# TASK TO COMPLETE
Rewrite everything from the start of the items down to and including the line containing "[[8,154],[3,154],[2,157],[6,161],[10,161],[11,160],[11,156]]" as a JSON list of strings, one string per line, with blank lines skipped. Leave the pictures out.

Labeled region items
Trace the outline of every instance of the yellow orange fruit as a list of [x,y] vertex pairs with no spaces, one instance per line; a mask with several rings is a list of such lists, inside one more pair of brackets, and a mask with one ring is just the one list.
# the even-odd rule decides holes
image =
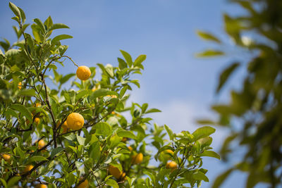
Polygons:
[[133,164],[140,164],[143,161],[143,154],[142,153],[133,156],[132,163]]
[[8,154],[3,154],[2,157],[6,161],[10,161],[11,160],[11,156]]
[[23,170],[23,172],[24,173],[27,173],[28,171],[30,171],[30,170],[32,170],[33,168],[34,168],[34,166],[32,165],[27,165],[25,168],[25,169]]
[[168,162],[166,165],[166,168],[171,169],[171,172],[177,169],[177,163],[174,161]]
[[35,118],[35,123],[36,123],[36,125],[39,124],[39,123],[40,123],[40,119],[39,119],[39,118]]
[[44,184],[37,184],[35,188],[47,188],[48,187]]
[[78,186],[78,188],[88,188],[89,187],[89,182],[87,180],[85,180],[81,184]]
[[80,66],[76,70],[76,76],[81,80],[87,80],[91,75],[91,70],[87,66]]
[[109,165],[109,172],[110,173],[110,175],[113,175],[114,177],[116,177],[118,180],[123,175],[123,173],[121,172],[117,167],[115,167],[113,165]]
[[22,82],[18,82],[18,89],[22,89]]
[[84,125],[83,116],[78,113],[72,113],[68,115],[66,119],[66,123],[68,125],[68,128],[74,130],[80,130]]
[[42,148],[43,148],[45,146],[45,142],[43,139],[40,139],[38,142],[38,149],[41,149]]

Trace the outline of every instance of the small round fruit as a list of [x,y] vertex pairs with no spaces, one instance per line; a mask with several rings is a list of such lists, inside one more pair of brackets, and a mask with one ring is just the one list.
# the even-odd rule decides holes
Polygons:
[[83,116],[78,113],[72,113],[68,115],[66,123],[68,124],[68,128],[74,130],[80,130],[84,125]]
[[88,188],[89,187],[89,182],[87,180],[85,180],[81,184],[78,186],[78,188]]
[[40,139],[38,142],[38,149],[41,149],[42,148],[43,148],[44,146],[45,146],[45,142],[43,139]]
[[76,76],[81,80],[87,80],[91,75],[91,70],[87,66],[80,66],[76,70]]
[[6,161],[10,161],[11,160],[11,156],[8,154],[3,154],[2,157]]
[[143,161],[143,154],[142,153],[133,156],[132,163],[133,164],[140,164]]
[[23,170],[23,172],[24,173],[27,173],[28,171],[30,171],[30,170],[32,170],[32,168],[33,168],[33,165],[27,165],[25,168],[25,169]]
[[166,165],[166,168],[171,169],[171,172],[177,168],[177,163],[174,161],[168,162]]
[[39,119],[39,118],[35,118],[35,123],[36,123],[36,125],[39,124],[39,123],[40,123],[40,119]]
[[44,184],[37,184],[35,188],[47,188],[48,187]]
[[119,170],[118,168],[113,166],[113,165],[109,165],[109,172],[110,173],[110,175],[113,175],[114,177],[116,177],[118,180],[121,177],[121,175],[123,174]]

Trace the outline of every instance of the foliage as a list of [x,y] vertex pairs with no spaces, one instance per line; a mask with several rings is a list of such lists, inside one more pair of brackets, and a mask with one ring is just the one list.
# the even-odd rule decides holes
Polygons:
[[[237,17],[224,14],[225,31],[238,48],[251,54],[252,59],[247,63],[234,62],[222,72],[217,93],[236,69],[247,70],[240,89],[231,92],[230,103],[212,106],[219,119],[214,123],[200,122],[231,129],[231,134],[221,151],[223,159],[238,151],[234,150],[238,144],[247,149],[238,164],[218,177],[214,187],[220,186],[234,170],[247,173],[246,187],[259,182],[277,187],[282,185],[282,1],[231,1],[245,9],[245,13]],[[212,35],[202,33],[200,36],[204,39],[221,42]],[[228,54],[226,48],[219,51],[222,53],[205,55]],[[238,128],[235,124],[241,126]]]
[[[209,146],[214,128],[176,134],[166,125],[151,125],[148,114],[159,110],[147,104],[126,106],[128,90],[140,87],[132,76],[141,74],[145,55],[133,61],[121,51],[124,59],[118,58],[118,67],[97,64],[102,75],[95,77],[91,67],[85,81],[74,73],[63,75],[59,69],[66,59],[78,67],[61,42],[72,37],[51,35],[68,27],[51,17],[44,23],[36,18],[30,35],[23,11],[9,6],[19,27],[13,27],[18,42],[0,44],[2,187],[86,187],[89,182],[90,187],[187,187],[209,181],[202,157],[219,158]],[[75,129],[84,123],[82,128],[70,130],[74,120]],[[168,160],[177,168],[166,168]]]

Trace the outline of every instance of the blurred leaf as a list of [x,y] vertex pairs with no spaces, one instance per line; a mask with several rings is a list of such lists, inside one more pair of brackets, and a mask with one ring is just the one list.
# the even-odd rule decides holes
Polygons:
[[96,130],[97,135],[111,135],[111,127],[110,125],[104,122],[99,122],[96,124],[94,127]]
[[212,133],[214,133],[216,130],[209,126],[204,126],[196,130],[192,134],[193,134],[194,141],[197,141],[201,138],[209,136]]
[[73,38],[72,36],[68,35],[66,35],[66,34],[63,34],[63,35],[60,35],[58,36],[56,36],[51,41],[52,44],[56,44],[57,42],[60,41],[60,40],[63,40],[63,39],[71,39]]
[[25,106],[19,104],[14,104],[11,106],[11,108],[14,109],[15,111],[19,111],[24,116],[25,116],[30,122],[32,122],[32,116],[30,111],[25,108]]
[[219,50],[207,49],[202,53],[196,54],[198,58],[209,58],[212,56],[218,56],[224,55],[224,52]]
[[202,39],[204,40],[213,41],[217,43],[221,43],[221,41],[218,38],[216,38],[210,33],[197,30],[197,34],[199,35],[199,37],[200,37]]
[[54,23],[53,25],[50,27],[49,30],[49,31],[54,30],[57,30],[57,29],[63,29],[63,28],[67,28],[69,29],[68,26],[63,24],[63,23]]
[[233,168],[228,169],[218,176],[212,185],[212,188],[218,188],[224,182],[227,177],[233,171]]
[[217,154],[216,152],[213,151],[207,151],[207,150],[205,150],[200,156],[214,157],[214,158],[216,158],[220,160],[220,156],[219,154]]
[[216,92],[219,93],[221,87],[226,82],[230,75],[234,72],[235,70],[239,66],[239,63],[232,63],[230,66],[226,68],[220,75],[219,82],[216,88]]

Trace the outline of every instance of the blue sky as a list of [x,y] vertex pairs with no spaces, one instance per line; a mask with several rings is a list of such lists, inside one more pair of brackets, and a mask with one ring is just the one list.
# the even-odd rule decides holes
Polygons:
[[[142,0],[142,1],[13,1],[23,9],[27,23],[32,19],[44,20],[49,15],[54,23],[70,27],[61,32],[73,36],[63,42],[69,45],[67,54],[80,65],[94,66],[97,63],[117,65],[119,49],[135,58],[146,54],[141,88],[135,88],[131,100],[149,103],[163,112],[153,115],[159,125],[164,123],[174,131],[193,132],[195,119],[213,117],[209,106],[216,101],[226,101],[231,88],[240,85],[244,70],[232,77],[230,84],[219,96],[215,95],[219,73],[234,60],[244,60],[224,35],[223,12],[232,15],[242,13],[234,5],[223,0]],[[79,3],[78,3],[79,2]],[[0,37],[11,43],[16,35],[11,27],[16,22],[8,8],[8,1],[0,1]],[[197,30],[212,32],[228,46],[228,57],[198,59],[195,54],[214,46],[200,40]],[[52,35],[54,35],[54,33]],[[54,35],[53,35],[54,36]],[[75,67],[70,63],[61,70],[67,74]],[[218,150],[228,132],[216,128],[212,146]],[[238,161],[240,154],[233,157]],[[216,159],[205,159],[211,182],[228,165]],[[245,176],[235,173],[222,187],[243,187]],[[203,182],[202,187],[211,184]],[[257,186],[256,187],[262,187]]]

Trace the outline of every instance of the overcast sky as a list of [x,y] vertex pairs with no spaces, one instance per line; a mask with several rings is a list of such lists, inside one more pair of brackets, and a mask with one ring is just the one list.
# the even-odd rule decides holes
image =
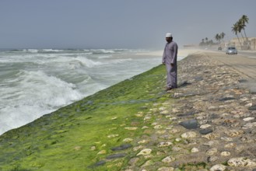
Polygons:
[[256,37],[256,0],[0,0],[0,48],[163,48],[214,40],[243,15]]

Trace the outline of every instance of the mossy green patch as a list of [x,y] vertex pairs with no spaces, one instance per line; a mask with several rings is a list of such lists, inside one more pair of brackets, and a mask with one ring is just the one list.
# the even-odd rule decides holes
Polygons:
[[163,90],[164,76],[165,68],[156,67],[5,133],[0,137],[0,170],[124,167],[135,155],[131,148],[112,162],[105,162],[106,157],[114,154],[111,148],[124,139],[143,134],[143,117],[135,114],[169,98]]

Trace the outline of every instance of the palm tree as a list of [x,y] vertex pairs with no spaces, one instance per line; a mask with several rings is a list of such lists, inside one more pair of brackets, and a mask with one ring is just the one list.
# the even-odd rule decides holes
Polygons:
[[231,27],[232,28],[232,31],[236,34],[236,36],[237,37],[237,39],[238,39],[238,41],[240,43],[240,46],[241,47],[241,49],[242,49],[242,44],[241,44],[241,42],[240,41],[240,39],[237,36],[237,33],[239,32],[239,28],[238,28],[238,26],[237,26],[237,22],[233,25],[233,26]]
[[244,30],[244,36],[246,38],[246,45],[247,45],[247,48],[250,49],[251,46],[249,44],[248,37],[247,37],[245,33],[245,26],[246,26],[245,23],[248,23],[249,18],[247,16],[243,15],[239,20],[241,23],[241,25],[243,26],[242,30]]
[[216,34],[215,35],[215,40],[216,40],[217,41],[219,41],[219,44],[220,44],[220,39],[221,39],[221,36],[219,34]]
[[224,37],[225,37],[225,33],[223,32],[219,34],[219,38],[223,40],[223,43],[224,43]]
[[236,25],[237,25],[237,31],[239,33],[241,33],[242,35],[242,37],[243,37],[243,45],[244,44],[244,35],[243,35],[243,33],[241,32],[243,28],[244,27],[242,21],[240,19],[238,20],[238,22],[236,23]]
[[246,35],[246,33],[245,33],[245,29],[244,27],[246,26],[245,23],[248,23],[248,21],[249,21],[249,18],[245,16],[245,15],[243,15],[242,17],[240,19],[240,22],[242,23],[244,27],[243,27],[243,30],[244,30],[244,35],[245,35],[245,37],[246,37],[246,40],[248,40],[248,38]]

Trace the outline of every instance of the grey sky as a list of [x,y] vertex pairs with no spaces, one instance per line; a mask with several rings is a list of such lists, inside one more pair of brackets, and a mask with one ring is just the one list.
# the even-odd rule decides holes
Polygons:
[[255,0],[0,0],[0,48],[163,48],[198,44],[242,15],[256,37]]

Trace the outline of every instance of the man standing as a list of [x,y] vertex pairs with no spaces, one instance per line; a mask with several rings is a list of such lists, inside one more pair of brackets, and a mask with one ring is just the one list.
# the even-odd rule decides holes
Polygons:
[[166,40],[167,41],[163,54],[163,64],[165,65],[167,72],[167,91],[177,88],[177,45],[173,41],[171,33],[166,34]]

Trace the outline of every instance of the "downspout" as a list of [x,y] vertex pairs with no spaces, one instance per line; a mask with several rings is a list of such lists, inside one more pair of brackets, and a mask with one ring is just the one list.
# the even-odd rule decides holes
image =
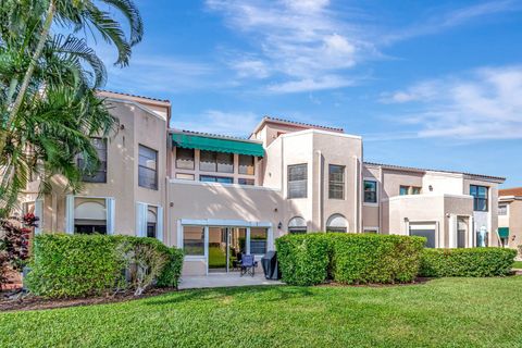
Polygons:
[[[171,190],[171,176],[172,176],[172,139],[171,134],[169,133],[169,124],[171,122],[171,108],[169,108],[167,112],[167,123],[166,123],[166,175],[165,175],[165,204],[163,208],[164,216],[163,216],[163,239],[167,246],[172,246],[172,237],[171,237],[171,203],[170,203],[170,195],[169,191]],[[176,231],[176,235],[179,231]],[[176,239],[177,240],[177,239]]]
[[359,208],[359,233],[363,233],[362,226],[362,161],[358,160],[358,169],[359,169],[359,182],[358,182],[358,189],[359,189],[359,202],[357,207]]
[[356,156],[353,156],[355,171],[353,171],[353,185],[355,185],[355,197],[353,197],[353,232],[357,233],[359,229],[359,161]]
[[321,150],[316,150],[315,153],[318,154],[318,197],[319,197],[319,202],[318,202],[318,217],[319,217],[319,229],[323,229],[323,215],[324,215],[324,192],[323,192],[323,153]]

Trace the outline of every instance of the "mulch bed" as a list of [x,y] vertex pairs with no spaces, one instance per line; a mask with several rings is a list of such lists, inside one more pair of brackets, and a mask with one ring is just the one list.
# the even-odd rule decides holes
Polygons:
[[10,299],[7,296],[10,291],[0,291],[0,312],[5,311],[32,311],[54,308],[67,308],[89,304],[105,304],[129,300],[136,300],[152,296],[158,296],[171,291],[177,291],[175,288],[157,288],[150,289],[142,296],[136,297],[133,293],[116,294],[114,296],[99,296],[88,298],[70,298],[70,299],[46,299],[37,296],[23,296],[18,299]]

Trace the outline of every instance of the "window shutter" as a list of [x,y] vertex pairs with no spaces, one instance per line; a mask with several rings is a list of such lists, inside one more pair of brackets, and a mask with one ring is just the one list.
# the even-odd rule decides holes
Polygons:
[[105,198],[105,210],[107,210],[107,234],[109,236],[114,235],[114,198]]
[[136,236],[147,237],[147,204],[136,202]]
[[163,207],[158,206],[158,221],[156,224],[156,237],[161,241],[163,241]]
[[35,227],[35,235],[39,235],[44,227],[44,201],[41,199],[35,201],[35,216],[38,217],[38,227]]
[[74,195],[65,197],[65,233],[74,233]]

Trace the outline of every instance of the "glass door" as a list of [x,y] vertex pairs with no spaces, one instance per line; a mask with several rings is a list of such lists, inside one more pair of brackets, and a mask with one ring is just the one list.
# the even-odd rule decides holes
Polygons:
[[239,271],[241,254],[247,253],[247,228],[229,228],[228,244],[228,271]]
[[209,227],[209,272],[228,270],[228,228]]
[[247,228],[209,227],[209,272],[239,271],[241,253],[247,252]]

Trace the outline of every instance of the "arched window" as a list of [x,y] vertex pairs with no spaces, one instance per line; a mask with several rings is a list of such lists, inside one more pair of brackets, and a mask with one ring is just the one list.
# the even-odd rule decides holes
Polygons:
[[107,209],[104,199],[78,199],[74,208],[74,232],[107,234]]
[[288,222],[288,232],[293,234],[307,233],[307,221],[301,216],[291,217]]
[[341,214],[333,214],[326,221],[326,232],[348,232],[348,221]]

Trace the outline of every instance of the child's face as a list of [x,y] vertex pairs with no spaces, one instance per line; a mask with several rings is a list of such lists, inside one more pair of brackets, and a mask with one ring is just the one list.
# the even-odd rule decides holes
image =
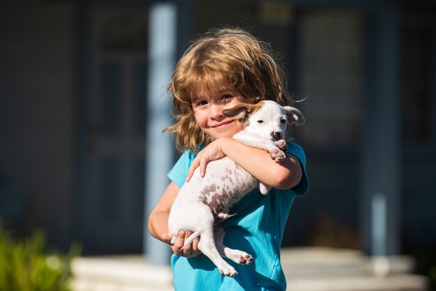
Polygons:
[[244,124],[223,115],[223,109],[242,103],[244,99],[234,90],[212,88],[194,96],[192,100],[197,124],[214,139],[231,137],[244,128]]

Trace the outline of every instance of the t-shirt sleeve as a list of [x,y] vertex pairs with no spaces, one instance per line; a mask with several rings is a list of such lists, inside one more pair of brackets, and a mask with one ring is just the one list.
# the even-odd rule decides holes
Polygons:
[[294,142],[288,143],[288,150],[286,152],[295,156],[302,165],[302,176],[299,183],[292,190],[296,195],[302,196],[307,193],[309,190],[309,178],[307,178],[307,173],[306,173],[306,155],[303,148],[297,145]]
[[189,166],[194,157],[195,155],[192,152],[189,150],[185,151],[173,168],[168,173],[168,178],[180,188],[185,184]]

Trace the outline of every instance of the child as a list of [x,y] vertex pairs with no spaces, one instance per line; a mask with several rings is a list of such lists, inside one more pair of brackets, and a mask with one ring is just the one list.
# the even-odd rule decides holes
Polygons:
[[[194,42],[179,60],[169,91],[178,114],[166,129],[184,153],[169,172],[171,182],[152,211],[148,229],[157,239],[170,244],[176,290],[285,290],[280,264],[280,244],[285,223],[297,195],[304,194],[309,182],[306,157],[301,147],[288,143],[286,159],[272,160],[263,150],[232,139],[243,128],[239,121],[222,115],[224,109],[242,103],[274,100],[292,105],[284,89],[282,72],[270,47],[240,29],[214,30]],[[224,245],[253,255],[248,266],[230,262],[238,272],[221,275],[198,249],[198,238],[181,250],[191,233],[185,230],[173,245],[168,233],[168,215],[180,187],[207,163],[228,156],[260,181],[273,189],[263,196],[258,190],[247,194],[232,207],[236,214],[221,223]],[[199,238],[201,239],[201,237]]]

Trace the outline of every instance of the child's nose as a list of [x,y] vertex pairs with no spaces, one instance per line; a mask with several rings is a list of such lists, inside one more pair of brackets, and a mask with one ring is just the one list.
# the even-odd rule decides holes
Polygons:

# RESPONSE TO THIS TASK
[
  "Trace the outline of every instance of the yellow orange fruit as a list of [x,y] vertex pairs with no spaces, one instance per line; a mask with several rings is a list of such lists, inside one more pair of brackets, and a mask with one ring is just the one list.",
  "# the even-odd rule decides holes",
  "image =",
  "Polygons:",
  "[[133,164],[140,164],[143,161],[143,154],[142,153],[133,156],[132,163]]",
  "[[8,154],[3,154],[2,157],[6,161],[10,161],[11,160],[11,156]]"
]